Retype the tail of the data exactly, starting at the line containing "the blazer lapel" and stopping at the last line.

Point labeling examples
+===+

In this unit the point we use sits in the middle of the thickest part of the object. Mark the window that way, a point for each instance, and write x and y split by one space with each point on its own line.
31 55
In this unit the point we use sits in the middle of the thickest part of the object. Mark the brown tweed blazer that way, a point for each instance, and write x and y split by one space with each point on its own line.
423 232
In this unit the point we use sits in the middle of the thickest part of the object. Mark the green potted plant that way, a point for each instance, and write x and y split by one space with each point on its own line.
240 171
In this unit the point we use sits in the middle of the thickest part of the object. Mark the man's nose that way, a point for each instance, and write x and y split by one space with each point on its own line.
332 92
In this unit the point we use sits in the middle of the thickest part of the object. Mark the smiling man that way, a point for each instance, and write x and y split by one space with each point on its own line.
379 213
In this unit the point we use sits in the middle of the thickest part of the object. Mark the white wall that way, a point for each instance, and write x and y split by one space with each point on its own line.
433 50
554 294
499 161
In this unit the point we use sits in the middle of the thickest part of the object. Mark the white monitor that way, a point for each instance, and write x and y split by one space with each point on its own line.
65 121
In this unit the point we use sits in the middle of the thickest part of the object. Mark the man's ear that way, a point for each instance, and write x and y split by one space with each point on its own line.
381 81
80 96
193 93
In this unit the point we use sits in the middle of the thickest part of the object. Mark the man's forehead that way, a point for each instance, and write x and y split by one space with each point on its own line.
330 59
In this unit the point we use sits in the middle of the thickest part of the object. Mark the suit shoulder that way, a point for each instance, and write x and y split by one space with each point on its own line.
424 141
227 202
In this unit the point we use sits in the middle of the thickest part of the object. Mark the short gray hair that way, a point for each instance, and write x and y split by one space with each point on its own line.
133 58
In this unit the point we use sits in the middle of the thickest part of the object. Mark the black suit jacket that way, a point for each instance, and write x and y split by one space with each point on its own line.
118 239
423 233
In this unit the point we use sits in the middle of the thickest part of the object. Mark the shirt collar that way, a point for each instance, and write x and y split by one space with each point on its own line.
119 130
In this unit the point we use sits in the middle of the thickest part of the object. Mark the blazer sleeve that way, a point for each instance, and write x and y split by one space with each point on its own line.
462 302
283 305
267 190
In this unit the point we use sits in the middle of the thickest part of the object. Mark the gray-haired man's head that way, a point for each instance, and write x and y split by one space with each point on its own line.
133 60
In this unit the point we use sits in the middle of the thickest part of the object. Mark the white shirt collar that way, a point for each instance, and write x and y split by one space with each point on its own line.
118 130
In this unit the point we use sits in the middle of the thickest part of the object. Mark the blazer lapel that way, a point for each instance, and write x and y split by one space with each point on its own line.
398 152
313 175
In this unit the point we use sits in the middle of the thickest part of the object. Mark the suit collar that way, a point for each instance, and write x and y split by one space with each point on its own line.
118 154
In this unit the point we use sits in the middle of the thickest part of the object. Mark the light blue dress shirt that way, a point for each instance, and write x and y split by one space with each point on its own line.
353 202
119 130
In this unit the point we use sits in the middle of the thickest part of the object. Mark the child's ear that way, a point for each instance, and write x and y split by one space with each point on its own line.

+===+

» **FULL OUTPUT**
In this unit the point we use sits in the middle of the thickest part of the object. Mark the blazer lapel that way, a point for each instance, and write x and y split by one space with each point on its own line.
398 152
313 175
In this unit the point we use sits in the middle of the thickest part of the object. Mark the suit collar that way, a point for each instance, and write x and y split by one space with each point on its own line.
118 154
In this unit the point we use sits in the middle of the thickest part of the object. Mark the light blue dress shirt that way, a point for each instance, and write x and y split by one space with each point on its own line.
353 202
119 130
In this unit the point we use sits in the middle of the thickest part of the object. Mark the child's ear that way, a point for each instance, and write x and y split by one space with each point on its own line.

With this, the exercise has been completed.